ZU LESENDER AUSZUG:
::::
Die AFP berichtet von verstärkten Öffentlichkeits-Initiativen der EU im Vorfeld des Referendums um einen Austritt Großbritanniens. Angesichts verbreiteter EU-Skepsis haben führende EU-Vertreter eine Beschränkung der Union auf wesentliche Aufgaben gefordert. Ein Szenario, in dem „antiliberale und euroskeptische politische Kräfte triumphieren“, müsse unbedingt vermieden werden, sagte EU-Ratspräsident Donald Tusk am Mittwochabend in Brüssel. Dazu müssten die EU-Verteidiger aber „utopische Träume“ einer „totalen Integration“ begraben und „praktische“ Politik betreiben.
::::
VORLIEGENDE ANGABEN:
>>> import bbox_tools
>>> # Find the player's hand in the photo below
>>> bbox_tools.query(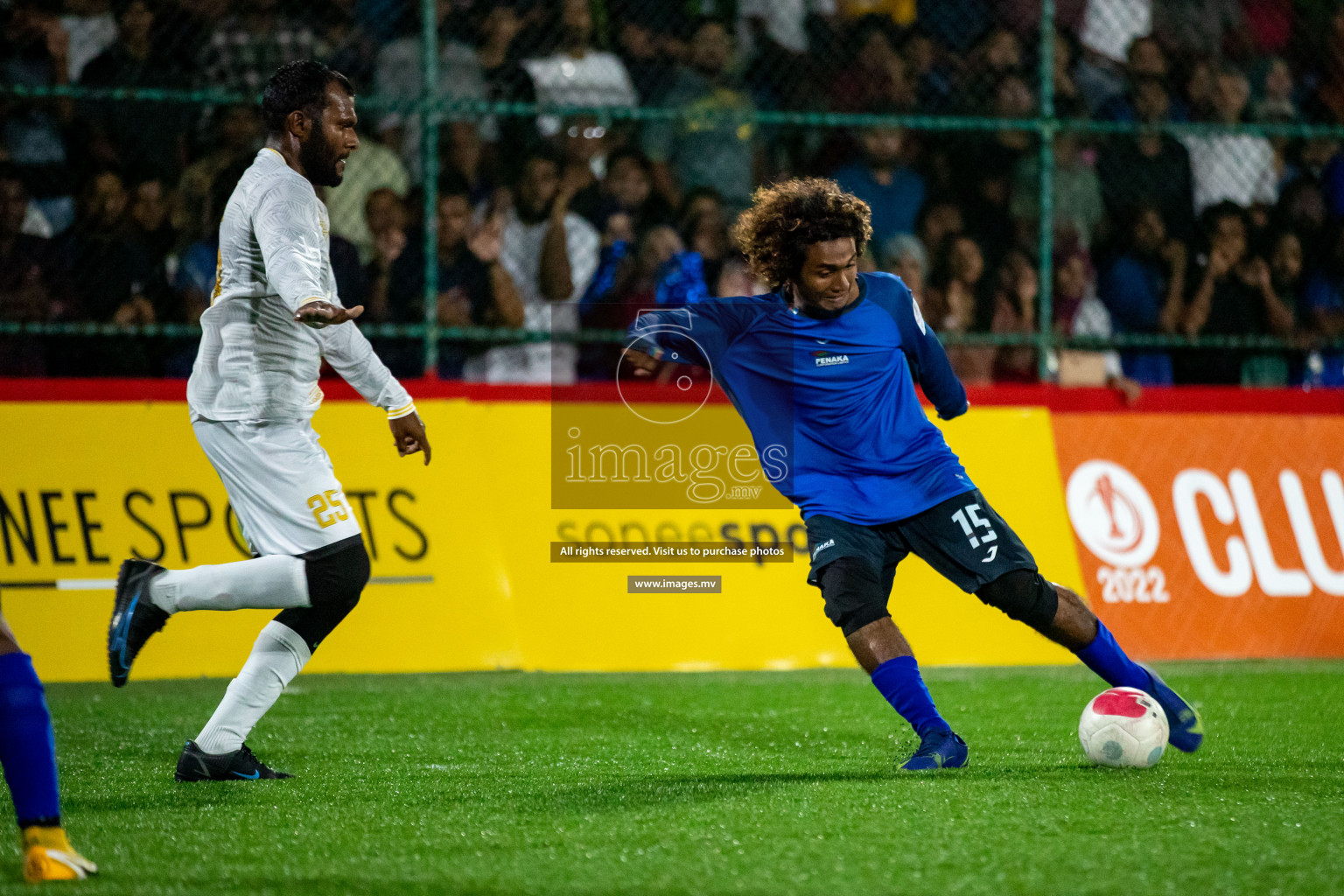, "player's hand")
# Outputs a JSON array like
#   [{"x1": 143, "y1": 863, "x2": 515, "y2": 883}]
[
  {"x1": 294, "y1": 302, "x2": 364, "y2": 329},
  {"x1": 387, "y1": 411, "x2": 430, "y2": 466}
]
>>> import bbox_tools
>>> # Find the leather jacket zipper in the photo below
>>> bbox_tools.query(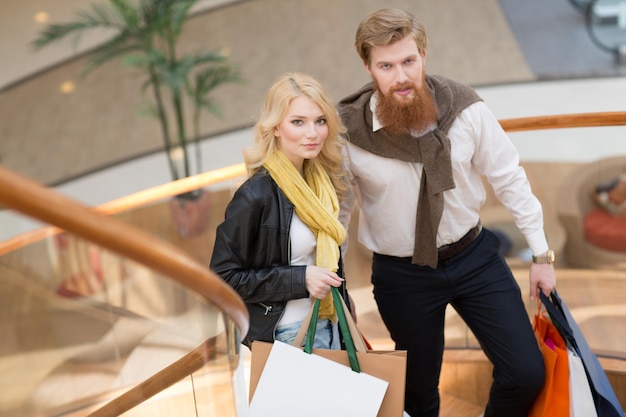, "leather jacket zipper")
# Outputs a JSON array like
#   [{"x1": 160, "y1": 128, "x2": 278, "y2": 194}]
[{"x1": 259, "y1": 303, "x2": 273, "y2": 316}]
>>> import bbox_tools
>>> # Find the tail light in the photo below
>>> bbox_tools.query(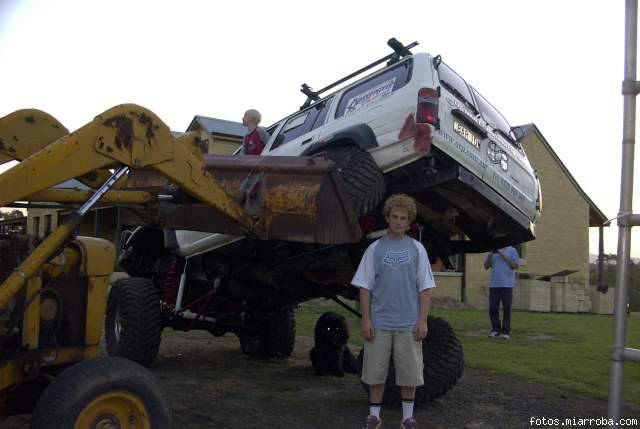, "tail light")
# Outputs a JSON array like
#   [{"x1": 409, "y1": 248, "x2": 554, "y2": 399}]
[{"x1": 416, "y1": 88, "x2": 438, "y2": 127}]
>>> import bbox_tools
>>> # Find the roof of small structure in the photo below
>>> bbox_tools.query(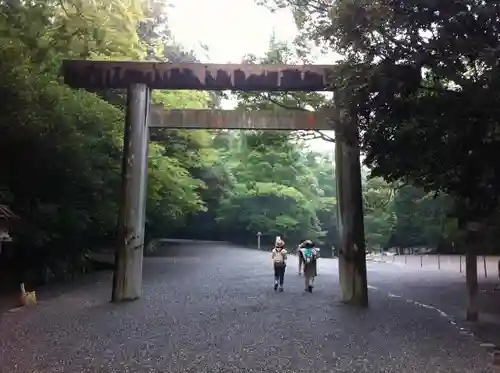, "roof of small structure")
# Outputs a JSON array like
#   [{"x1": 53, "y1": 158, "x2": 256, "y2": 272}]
[{"x1": 0, "y1": 205, "x2": 19, "y2": 220}]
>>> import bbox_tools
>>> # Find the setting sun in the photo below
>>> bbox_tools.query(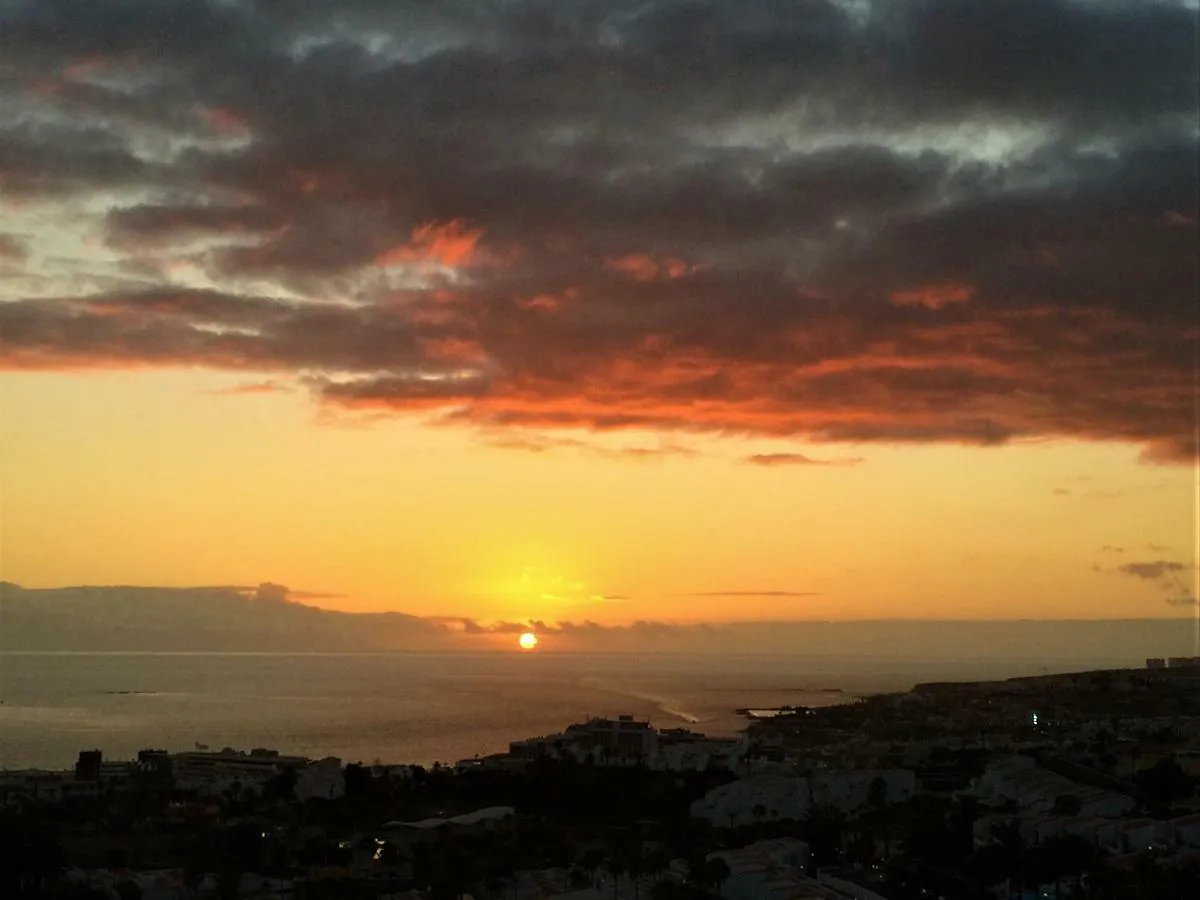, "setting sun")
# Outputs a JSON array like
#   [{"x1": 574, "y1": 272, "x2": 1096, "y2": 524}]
[{"x1": 517, "y1": 631, "x2": 538, "y2": 650}]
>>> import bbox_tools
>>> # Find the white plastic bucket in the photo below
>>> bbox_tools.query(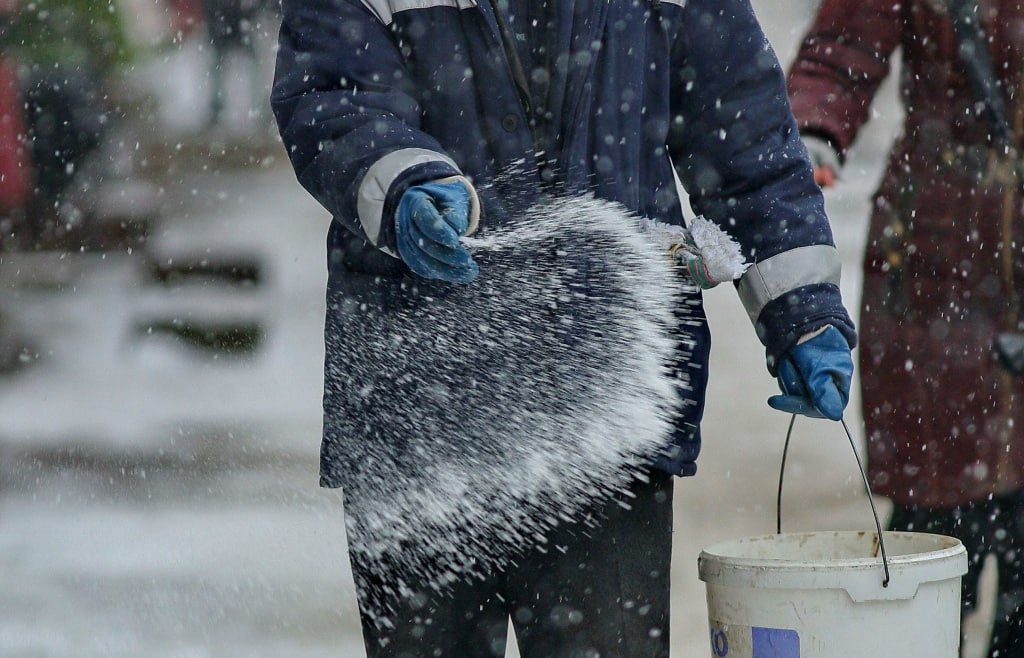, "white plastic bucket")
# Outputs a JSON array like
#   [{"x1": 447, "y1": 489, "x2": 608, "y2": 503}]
[{"x1": 697, "y1": 531, "x2": 967, "y2": 658}]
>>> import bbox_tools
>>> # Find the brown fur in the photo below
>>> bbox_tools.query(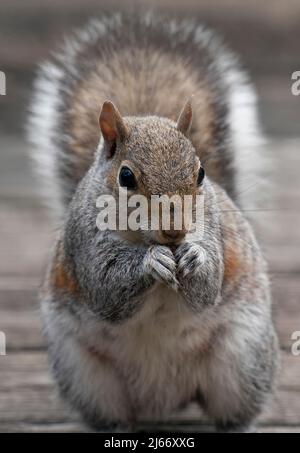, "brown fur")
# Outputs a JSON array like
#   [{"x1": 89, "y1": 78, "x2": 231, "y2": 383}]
[{"x1": 67, "y1": 49, "x2": 220, "y2": 184}]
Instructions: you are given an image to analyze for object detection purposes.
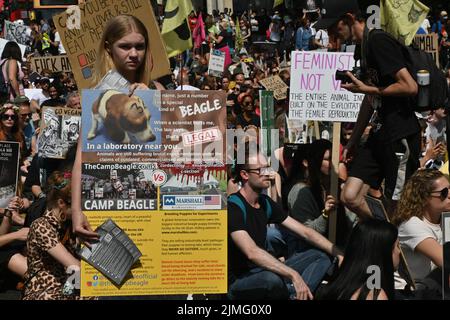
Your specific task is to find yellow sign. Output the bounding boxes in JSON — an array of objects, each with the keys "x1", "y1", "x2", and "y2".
[
  {"x1": 53, "y1": 0, "x2": 170, "y2": 89},
  {"x1": 81, "y1": 210, "x2": 227, "y2": 296}
]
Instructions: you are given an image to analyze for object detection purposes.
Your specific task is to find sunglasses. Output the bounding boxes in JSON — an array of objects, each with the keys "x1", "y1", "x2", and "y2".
[
  {"x1": 2, "y1": 114, "x2": 17, "y2": 121},
  {"x1": 431, "y1": 187, "x2": 449, "y2": 201},
  {"x1": 246, "y1": 167, "x2": 274, "y2": 176}
]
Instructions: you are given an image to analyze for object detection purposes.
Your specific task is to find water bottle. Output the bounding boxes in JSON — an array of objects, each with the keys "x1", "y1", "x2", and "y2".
[
  {"x1": 287, "y1": 282, "x2": 297, "y2": 300},
  {"x1": 417, "y1": 70, "x2": 434, "y2": 108}
]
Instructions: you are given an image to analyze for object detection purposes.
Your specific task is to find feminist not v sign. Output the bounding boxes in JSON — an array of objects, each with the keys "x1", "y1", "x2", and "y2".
[{"x1": 289, "y1": 51, "x2": 364, "y2": 122}]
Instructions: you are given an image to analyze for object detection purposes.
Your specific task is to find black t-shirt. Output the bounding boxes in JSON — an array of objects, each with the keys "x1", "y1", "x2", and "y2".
[
  {"x1": 236, "y1": 113, "x2": 261, "y2": 129},
  {"x1": 228, "y1": 192, "x2": 288, "y2": 283},
  {"x1": 367, "y1": 32, "x2": 420, "y2": 143},
  {"x1": 215, "y1": 30, "x2": 233, "y2": 49}
]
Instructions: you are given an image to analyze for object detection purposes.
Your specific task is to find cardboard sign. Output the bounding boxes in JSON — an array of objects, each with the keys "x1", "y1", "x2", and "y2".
[
  {"x1": 38, "y1": 107, "x2": 81, "y2": 159},
  {"x1": 31, "y1": 55, "x2": 72, "y2": 74},
  {"x1": 413, "y1": 33, "x2": 439, "y2": 67},
  {"x1": 289, "y1": 51, "x2": 364, "y2": 122},
  {"x1": 259, "y1": 75, "x2": 289, "y2": 100},
  {"x1": 0, "y1": 141, "x2": 20, "y2": 208},
  {"x1": 53, "y1": 0, "x2": 170, "y2": 88},
  {"x1": 0, "y1": 38, "x2": 27, "y2": 57},
  {"x1": 4, "y1": 20, "x2": 31, "y2": 45},
  {"x1": 208, "y1": 49, "x2": 225, "y2": 77}
]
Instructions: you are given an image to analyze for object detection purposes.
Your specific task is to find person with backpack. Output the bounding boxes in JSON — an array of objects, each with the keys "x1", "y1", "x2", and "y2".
[
  {"x1": 0, "y1": 41, "x2": 23, "y2": 103},
  {"x1": 228, "y1": 145, "x2": 342, "y2": 300},
  {"x1": 316, "y1": 0, "x2": 421, "y2": 218}
]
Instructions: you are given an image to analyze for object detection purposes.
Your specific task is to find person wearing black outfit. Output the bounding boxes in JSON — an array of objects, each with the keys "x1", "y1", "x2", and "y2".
[{"x1": 315, "y1": 0, "x2": 420, "y2": 217}]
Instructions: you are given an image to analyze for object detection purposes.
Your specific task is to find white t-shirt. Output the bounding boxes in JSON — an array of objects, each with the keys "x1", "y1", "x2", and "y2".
[{"x1": 398, "y1": 217, "x2": 442, "y2": 281}]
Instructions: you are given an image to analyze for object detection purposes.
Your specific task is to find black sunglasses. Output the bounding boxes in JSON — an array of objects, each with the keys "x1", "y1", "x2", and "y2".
[
  {"x1": 431, "y1": 187, "x2": 449, "y2": 201},
  {"x1": 2, "y1": 114, "x2": 17, "y2": 121}
]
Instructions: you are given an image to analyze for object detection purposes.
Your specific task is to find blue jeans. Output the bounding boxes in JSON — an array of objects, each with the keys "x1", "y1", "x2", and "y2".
[{"x1": 228, "y1": 228, "x2": 331, "y2": 300}]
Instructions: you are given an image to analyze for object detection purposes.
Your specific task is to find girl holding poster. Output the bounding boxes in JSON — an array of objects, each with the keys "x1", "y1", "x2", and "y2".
[{"x1": 72, "y1": 15, "x2": 153, "y2": 242}]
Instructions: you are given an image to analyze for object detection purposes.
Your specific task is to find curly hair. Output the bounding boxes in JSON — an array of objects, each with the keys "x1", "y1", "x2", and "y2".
[
  {"x1": 0, "y1": 103, "x2": 25, "y2": 149},
  {"x1": 392, "y1": 169, "x2": 445, "y2": 226}
]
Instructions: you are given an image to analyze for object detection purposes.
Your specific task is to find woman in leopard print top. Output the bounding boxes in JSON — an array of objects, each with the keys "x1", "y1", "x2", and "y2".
[{"x1": 23, "y1": 172, "x2": 80, "y2": 300}]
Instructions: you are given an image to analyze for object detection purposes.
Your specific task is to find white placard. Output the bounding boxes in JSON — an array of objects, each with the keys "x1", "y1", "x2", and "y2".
[
  {"x1": 208, "y1": 49, "x2": 225, "y2": 77},
  {"x1": 289, "y1": 51, "x2": 364, "y2": 122}
]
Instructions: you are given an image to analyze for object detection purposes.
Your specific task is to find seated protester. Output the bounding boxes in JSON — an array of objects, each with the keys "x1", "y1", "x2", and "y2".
[
  {"x1": 392, "y1": 169, "x2": 444, "y2": 299},
  {"x1": 236, "y1": 95, "x2": 261, "y2": 129},
  {"x1": 23, "y1": 171, "x2": 80, "y2": 300},
  {"x1": 228, "y1": 148, "x2": 342, "y2": 300},
  {"x1": 30, "y1": 77, "x2": 50, "y2": 112},
  {"x1": 287, "y1": 139, "x2": 336, "y2": 242},
  {"x1": 40, "y1": 83, "x2": 66, "y2": 109},
  {"x1": 0, "y1": 197, "x2": 29, "y2": 277},
  {"x1": 420, "y1": 108, "x2": 447, "y2": 169},
  {"x1": 317, "y1": 219, "x2": 400, "y2": 300}
]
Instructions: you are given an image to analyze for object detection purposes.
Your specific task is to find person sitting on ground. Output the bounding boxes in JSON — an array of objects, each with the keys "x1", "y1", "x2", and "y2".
[
  {"x1": 317, "y1": 219, "x2": 400, "y2": 300},
  {"x1": 228, "y1": 145, "x2": 342, "y2": 300},
  {"x1": 23, "y1": 171, "x2": 80, "y2": 300},
  {"x1": 392, "y1": 169, "x2": 450, "y2": 299}
]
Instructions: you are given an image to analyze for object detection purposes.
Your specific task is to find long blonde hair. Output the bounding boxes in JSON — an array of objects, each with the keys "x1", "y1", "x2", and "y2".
[
  {"x1": 91, "y1": 15, "x2": 152, "y2": 87},
  {"x1": 392, "y1": 169, "x2": 445, "y2": 226}
]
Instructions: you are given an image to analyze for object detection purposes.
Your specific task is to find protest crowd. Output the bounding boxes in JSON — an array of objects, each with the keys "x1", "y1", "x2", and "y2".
[{"x1": 0, "y1": 0, "x2": 450, "y2": 300}]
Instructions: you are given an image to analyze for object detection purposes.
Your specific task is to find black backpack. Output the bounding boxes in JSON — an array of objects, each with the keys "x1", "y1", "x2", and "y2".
[
  {"x1": 0, "y1": 60, "x2": 9, "y2": 102},
  {"x1": 361, "y1": 28, "x2": 450, "y2": 112}
]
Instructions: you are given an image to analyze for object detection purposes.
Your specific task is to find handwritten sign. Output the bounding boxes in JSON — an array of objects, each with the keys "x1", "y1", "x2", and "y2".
[
  {"x1": 289, "y1": 51, "x2": 364, "y2": 122},
  {"x1": 208, "y1": 49, "x2": 225, "y2": 77},
  {"x1": 53, "y1": 0, "x2": 170, "y2": 88},
  {"x1": 31, "y1": 55, "x2": 72, "y2": 74}
]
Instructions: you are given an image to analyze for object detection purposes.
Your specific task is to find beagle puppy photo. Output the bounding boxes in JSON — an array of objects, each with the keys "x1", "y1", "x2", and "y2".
[{"x1": 83, "y1": 90, "x2": 160, "y2": 144}]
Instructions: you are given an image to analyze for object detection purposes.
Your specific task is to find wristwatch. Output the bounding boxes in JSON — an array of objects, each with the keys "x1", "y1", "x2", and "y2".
[{"x1": 5, "y1": 209, "x2": 12, "y2": 219}]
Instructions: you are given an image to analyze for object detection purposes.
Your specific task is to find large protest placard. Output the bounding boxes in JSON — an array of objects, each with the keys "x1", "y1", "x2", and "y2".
[
  {"x1": 53, "y1": 0, "x2": 170, "y2": 88},
  {"x1": 259, "y1": 90, "x2": 278, "y2": 157},
  {"x1": 3, "y1": 20, "x2": 31, "y2": 45},
  {"x1": 259, "y1": 75, "x2": 289, "y2": 100},
  {"x1": 31, "y1": 55, "x2": 72, "y2": 74},
  {"x1": 0, "y1": 38, "x2": 27, "y2": 57},
  {"x1": 441, "y1": 212, "x2": 450, "y2": 300},
  {"x1": 38, "y1": 107, "x2": 81, "y2": 159},
  {"x1": 81, "y1": 90, "x2": 227, "y2": 296},
  {"x1": 0, "y1": 141, "x2": 20, "y2": 209},
  {"x1": 289, "y1": 51, "x2": 364, "y2": 122},
  {"x1": 413, "y1": 33, "x2": 439, "y2": 67},
  {"x1": 208, "y1": 49, "x2": 225, "y2": 77}
]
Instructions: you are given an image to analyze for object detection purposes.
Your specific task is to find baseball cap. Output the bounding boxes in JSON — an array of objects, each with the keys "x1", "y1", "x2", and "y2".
[
  {"x1": 13, "y1": 96, "x2": 30, "y2": 104},
  {"x1": 314, "y1": 0, "x2": 359, "y2": 30}
]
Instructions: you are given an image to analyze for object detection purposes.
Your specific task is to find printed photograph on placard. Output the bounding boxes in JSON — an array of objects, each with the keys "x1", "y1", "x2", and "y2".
[
  {"x1": 0, "y1": 141, "x2": 19, "y2": 209},
  {"x1": 81, "y1": 163, "x2": 157, "y2": 211},
  {"x1": 82, "y1": 90, "x2": 161, "y2": 152}
]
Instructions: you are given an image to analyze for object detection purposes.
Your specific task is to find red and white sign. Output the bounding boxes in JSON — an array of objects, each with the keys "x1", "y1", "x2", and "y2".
[
  {"x1": 152, "y1": 170, "x2": 167, "y2": 187},
  {"x1": 183, "y1": 128, "x2": 222, "y2": 146}
]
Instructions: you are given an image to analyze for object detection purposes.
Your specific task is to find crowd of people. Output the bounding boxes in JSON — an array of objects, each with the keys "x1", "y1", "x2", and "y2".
[{"x1": 0, "y1": 0, "x2": 450, "y2": 300}]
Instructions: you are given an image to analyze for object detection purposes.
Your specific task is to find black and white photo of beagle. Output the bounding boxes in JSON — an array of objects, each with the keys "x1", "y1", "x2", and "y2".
[{"x1": 87, "y1": 90, "x2": 156, "y2": 143}]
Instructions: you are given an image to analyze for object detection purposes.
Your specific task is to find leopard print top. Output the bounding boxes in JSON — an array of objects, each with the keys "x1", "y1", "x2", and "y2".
[{"x1": 23, "y1": 210, "x2": 78, "y2": 300}]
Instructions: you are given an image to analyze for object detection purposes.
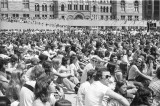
::::
IHRE AUFGABEN:
(1) Übertragen Sie aus dem Text über das britische EU-Referendum den Satz „Angesichts verbreiteter EU-Skepsis haben führende EU-Vertreter eine Beschränkung der Union auf wesentliche Aufgaben gefordert.“ ins Englische.
(2) Führen Sie den Text über das britische EU-Referendum im Anschluss an seinen letzten Satz weiter.
Die Zeilen haben mit dem Text nichts zu tun.

SCHRIFTLICHE ANTWORTEN:
(1) In view of widespread Euroskepticism, leading EU officials have called for the Union to be limited to essential tasks.

(2)
Tusk nannte bei einem Treffen mit Wirtschaftsvertretern als Beispiele die Sicherung der EU-Außengrenzen in der Flüchtlingskrise oder die Vollendung der Bankenunion. „Lyrische und de facto naive, euro-enthusiastische Visionen“ durchzusetzen, sei „keine passende Antwort auf unsere Probleme“, sagte Tusk. Dies werde nur zu einer weiteren Stärkung der EU-Skeptiker führen - nicht nur in Großbritannien, sondern auch andernorts.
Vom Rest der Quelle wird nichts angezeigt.